WHAT IS NEEDED: In the records below, locate the line containing "Exercise. Spot the grey paving", then output that line and all later lines exactly, through the last one.

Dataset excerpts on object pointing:

☆ ☆ ☆ ☆ ☆

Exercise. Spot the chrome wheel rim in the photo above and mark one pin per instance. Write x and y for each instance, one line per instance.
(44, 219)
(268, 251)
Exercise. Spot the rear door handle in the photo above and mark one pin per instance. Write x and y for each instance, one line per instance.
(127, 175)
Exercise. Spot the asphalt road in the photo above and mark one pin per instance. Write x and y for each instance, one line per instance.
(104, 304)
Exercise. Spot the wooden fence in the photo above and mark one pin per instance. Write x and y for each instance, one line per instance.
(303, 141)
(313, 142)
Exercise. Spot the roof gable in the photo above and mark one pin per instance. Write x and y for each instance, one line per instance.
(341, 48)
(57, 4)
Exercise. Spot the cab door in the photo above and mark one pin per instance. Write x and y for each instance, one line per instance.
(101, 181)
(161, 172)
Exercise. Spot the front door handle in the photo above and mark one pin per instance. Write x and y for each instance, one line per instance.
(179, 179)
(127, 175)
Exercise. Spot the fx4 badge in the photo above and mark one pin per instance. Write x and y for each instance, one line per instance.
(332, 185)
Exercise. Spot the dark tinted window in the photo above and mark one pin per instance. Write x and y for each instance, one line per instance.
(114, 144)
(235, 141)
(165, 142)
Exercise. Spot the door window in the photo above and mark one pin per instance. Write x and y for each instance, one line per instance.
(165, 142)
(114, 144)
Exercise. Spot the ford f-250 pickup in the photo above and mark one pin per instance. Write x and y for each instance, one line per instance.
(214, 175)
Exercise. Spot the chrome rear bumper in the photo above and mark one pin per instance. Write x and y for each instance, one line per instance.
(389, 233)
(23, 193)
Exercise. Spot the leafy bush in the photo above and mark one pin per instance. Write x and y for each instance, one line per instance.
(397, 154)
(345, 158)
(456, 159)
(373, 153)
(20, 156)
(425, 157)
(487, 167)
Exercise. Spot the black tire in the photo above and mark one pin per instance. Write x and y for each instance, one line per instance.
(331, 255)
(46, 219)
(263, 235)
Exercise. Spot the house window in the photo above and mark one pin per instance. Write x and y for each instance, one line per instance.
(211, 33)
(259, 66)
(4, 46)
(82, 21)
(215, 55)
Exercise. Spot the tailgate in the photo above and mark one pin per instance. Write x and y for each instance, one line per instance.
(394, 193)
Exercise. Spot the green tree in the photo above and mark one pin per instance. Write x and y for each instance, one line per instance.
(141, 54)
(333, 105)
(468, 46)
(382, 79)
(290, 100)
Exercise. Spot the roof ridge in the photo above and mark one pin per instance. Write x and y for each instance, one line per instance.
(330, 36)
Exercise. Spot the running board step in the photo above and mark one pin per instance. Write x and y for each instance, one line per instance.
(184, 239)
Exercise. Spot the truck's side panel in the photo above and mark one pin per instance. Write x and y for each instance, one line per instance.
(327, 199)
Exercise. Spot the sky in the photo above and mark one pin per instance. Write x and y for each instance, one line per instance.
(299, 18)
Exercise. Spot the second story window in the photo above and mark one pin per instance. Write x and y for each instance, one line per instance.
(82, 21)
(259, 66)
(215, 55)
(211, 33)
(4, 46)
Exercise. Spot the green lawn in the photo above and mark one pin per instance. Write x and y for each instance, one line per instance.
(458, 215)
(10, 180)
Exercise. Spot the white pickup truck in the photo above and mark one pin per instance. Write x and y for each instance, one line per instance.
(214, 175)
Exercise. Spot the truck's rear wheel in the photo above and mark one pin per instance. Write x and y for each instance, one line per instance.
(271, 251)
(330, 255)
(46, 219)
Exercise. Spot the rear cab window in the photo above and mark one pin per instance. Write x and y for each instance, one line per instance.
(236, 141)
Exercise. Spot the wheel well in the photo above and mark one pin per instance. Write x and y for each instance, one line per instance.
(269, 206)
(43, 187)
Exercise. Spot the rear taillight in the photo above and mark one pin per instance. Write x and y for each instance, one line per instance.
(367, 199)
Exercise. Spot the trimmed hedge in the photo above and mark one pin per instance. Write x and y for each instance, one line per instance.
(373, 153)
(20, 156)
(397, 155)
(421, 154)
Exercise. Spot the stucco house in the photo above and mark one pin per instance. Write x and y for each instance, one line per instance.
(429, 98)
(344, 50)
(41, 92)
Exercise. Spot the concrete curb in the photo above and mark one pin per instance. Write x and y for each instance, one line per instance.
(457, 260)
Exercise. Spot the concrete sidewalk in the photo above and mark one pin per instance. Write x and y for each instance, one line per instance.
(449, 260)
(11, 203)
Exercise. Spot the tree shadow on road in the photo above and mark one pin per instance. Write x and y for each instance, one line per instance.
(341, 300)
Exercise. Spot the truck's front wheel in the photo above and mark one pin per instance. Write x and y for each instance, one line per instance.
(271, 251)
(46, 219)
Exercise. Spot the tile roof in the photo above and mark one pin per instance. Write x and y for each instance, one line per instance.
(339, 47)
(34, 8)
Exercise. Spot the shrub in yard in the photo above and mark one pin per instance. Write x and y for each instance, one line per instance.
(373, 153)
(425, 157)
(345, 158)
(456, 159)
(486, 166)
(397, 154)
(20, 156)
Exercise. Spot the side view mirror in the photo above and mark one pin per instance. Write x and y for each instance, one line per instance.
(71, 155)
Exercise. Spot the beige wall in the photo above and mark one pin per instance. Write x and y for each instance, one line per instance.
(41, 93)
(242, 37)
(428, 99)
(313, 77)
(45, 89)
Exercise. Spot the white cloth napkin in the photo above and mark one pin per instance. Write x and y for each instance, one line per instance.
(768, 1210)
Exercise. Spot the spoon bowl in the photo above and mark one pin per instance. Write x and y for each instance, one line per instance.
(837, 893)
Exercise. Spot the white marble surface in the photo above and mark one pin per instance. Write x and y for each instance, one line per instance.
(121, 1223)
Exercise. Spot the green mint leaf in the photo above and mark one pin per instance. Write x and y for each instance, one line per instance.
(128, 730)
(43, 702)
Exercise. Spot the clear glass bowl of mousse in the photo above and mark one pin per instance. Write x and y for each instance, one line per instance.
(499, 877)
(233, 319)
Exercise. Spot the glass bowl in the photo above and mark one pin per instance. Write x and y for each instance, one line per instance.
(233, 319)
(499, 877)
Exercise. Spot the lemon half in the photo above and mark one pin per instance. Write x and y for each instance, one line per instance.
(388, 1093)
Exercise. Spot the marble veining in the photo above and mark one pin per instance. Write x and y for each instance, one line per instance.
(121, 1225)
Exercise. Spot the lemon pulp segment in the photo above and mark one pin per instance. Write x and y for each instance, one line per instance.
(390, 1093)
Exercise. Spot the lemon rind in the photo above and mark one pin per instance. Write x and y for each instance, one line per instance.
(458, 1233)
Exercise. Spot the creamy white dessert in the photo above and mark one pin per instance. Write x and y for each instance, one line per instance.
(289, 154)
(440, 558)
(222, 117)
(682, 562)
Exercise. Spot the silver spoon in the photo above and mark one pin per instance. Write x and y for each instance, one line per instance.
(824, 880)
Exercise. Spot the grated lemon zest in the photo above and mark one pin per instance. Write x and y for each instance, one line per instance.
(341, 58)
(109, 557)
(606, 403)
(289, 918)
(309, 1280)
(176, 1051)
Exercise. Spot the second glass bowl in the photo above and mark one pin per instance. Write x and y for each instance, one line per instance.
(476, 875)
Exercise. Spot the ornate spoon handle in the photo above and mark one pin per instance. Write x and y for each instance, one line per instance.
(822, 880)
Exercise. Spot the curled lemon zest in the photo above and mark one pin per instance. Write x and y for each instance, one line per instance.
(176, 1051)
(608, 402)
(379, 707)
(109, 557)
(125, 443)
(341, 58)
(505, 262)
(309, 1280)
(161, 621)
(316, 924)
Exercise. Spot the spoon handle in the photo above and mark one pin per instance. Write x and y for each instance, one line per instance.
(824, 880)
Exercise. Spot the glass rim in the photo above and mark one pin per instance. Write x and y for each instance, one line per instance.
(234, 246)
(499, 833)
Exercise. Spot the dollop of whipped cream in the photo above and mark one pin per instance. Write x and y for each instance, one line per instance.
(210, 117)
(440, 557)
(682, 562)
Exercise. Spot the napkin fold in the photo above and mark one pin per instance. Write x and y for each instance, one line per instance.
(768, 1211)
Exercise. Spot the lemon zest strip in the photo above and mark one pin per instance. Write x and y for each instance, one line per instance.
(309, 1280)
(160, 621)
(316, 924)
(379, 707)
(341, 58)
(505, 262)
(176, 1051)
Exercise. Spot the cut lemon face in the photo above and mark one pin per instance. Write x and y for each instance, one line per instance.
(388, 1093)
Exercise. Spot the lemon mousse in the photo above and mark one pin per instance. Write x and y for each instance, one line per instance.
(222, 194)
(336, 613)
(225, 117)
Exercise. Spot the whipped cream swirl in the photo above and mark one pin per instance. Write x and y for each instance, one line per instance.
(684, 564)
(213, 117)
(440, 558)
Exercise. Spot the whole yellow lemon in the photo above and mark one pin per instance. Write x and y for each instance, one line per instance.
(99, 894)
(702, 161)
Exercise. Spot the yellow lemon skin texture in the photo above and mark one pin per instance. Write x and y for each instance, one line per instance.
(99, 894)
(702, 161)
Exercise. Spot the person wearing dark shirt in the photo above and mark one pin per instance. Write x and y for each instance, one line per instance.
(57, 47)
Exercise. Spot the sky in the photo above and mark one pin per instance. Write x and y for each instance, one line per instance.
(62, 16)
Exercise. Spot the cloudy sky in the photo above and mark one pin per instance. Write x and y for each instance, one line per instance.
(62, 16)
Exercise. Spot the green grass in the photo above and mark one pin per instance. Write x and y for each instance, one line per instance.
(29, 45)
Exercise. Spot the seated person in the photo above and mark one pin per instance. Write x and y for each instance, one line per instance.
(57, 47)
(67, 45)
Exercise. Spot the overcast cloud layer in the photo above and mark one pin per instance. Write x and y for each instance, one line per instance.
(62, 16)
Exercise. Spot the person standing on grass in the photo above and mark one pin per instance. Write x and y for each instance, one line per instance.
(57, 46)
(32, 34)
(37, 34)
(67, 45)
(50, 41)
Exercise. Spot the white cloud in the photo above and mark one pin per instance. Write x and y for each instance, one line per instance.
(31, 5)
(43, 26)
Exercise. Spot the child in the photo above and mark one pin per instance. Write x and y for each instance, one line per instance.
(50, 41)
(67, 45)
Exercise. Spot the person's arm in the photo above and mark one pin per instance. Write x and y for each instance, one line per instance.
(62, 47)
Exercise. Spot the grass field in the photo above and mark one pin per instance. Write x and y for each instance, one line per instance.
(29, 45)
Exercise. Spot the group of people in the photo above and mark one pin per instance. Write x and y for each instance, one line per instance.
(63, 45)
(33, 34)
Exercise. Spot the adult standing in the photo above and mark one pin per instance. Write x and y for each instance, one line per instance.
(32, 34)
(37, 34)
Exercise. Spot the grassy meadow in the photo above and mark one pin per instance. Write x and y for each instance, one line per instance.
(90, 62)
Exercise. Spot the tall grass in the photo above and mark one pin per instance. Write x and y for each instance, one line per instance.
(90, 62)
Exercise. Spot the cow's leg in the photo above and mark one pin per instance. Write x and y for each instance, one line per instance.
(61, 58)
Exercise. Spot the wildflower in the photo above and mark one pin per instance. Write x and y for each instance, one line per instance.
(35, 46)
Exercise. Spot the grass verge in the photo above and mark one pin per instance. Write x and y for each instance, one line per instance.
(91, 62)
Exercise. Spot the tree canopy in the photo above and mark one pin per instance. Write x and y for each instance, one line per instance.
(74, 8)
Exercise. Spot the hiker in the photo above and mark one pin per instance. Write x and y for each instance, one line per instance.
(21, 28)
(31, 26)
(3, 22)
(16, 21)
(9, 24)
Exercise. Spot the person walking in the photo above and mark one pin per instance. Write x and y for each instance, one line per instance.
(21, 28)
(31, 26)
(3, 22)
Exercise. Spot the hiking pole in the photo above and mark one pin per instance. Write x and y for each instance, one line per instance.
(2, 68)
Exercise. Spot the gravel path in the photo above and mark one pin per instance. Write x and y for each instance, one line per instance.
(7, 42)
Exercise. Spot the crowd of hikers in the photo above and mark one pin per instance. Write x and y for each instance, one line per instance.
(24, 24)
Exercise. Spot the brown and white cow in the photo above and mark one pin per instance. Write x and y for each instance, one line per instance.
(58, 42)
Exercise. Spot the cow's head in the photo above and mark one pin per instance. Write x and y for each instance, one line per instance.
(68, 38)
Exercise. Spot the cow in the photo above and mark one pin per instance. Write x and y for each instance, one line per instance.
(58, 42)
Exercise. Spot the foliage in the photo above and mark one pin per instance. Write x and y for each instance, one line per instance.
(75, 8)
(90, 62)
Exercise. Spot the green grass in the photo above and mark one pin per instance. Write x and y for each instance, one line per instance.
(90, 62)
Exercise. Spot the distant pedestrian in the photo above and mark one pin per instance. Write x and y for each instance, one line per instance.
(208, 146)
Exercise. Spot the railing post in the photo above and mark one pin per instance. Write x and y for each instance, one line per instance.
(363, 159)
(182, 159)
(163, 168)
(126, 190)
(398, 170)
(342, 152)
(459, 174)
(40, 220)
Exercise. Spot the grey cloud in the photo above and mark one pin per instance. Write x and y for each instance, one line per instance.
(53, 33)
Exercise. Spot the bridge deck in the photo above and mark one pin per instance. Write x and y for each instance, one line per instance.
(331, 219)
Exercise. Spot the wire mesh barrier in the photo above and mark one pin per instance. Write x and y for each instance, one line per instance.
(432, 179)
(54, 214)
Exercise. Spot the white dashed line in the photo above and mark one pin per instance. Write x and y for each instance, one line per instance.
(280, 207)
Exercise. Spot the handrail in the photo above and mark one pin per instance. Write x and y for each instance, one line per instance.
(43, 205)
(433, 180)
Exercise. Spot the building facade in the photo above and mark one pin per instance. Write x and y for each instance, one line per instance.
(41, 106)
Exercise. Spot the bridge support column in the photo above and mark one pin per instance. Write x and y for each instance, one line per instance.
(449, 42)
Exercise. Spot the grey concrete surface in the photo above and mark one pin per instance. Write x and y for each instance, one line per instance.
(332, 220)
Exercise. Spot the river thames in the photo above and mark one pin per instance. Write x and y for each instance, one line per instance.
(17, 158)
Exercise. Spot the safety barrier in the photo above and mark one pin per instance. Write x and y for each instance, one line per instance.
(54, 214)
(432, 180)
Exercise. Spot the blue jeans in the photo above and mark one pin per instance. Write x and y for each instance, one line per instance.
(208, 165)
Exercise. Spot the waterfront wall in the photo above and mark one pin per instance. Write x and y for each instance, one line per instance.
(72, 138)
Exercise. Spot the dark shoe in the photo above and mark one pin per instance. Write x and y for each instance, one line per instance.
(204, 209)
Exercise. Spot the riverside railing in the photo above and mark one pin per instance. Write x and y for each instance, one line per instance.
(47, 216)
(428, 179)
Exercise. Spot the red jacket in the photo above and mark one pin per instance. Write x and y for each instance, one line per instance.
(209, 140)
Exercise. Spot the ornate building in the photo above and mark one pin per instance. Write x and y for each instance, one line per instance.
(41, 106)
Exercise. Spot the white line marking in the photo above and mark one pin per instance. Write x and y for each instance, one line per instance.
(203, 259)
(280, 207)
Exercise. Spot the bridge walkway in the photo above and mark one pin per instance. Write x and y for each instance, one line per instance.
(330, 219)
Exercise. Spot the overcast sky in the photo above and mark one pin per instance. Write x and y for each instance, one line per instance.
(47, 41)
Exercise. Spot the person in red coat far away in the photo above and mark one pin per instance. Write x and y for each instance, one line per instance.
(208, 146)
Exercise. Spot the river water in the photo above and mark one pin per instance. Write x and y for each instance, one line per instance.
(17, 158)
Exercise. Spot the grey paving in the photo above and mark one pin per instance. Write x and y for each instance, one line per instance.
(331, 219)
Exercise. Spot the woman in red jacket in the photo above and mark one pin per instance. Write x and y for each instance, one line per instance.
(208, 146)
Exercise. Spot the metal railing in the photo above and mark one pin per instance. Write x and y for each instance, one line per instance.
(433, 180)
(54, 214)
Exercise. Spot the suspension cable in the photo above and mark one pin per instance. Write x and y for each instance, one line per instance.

☆ ☆ ☆ ☆ ☆

EXERCISE RESPONSE:
Exercise. Spot the grey paving in the photo above and mark one pin per instance. Write x and y for each instance, one line per instance.
(331, 219)
Exercise. Spot the woman in red jacket in the photo above and mark one pin per instance. Write x and y for each instance, one line per instance.
(208, 146)
Exercise. Spot the metal railing in the photo above and mark one pin per instance. Write x and y for each instance, one line per instance.
(433, 180)
(54, 214)
Exercise. Spot the suspension cable in the photo above and mark one pin per instance. Write x and y for each instance, one line per instance.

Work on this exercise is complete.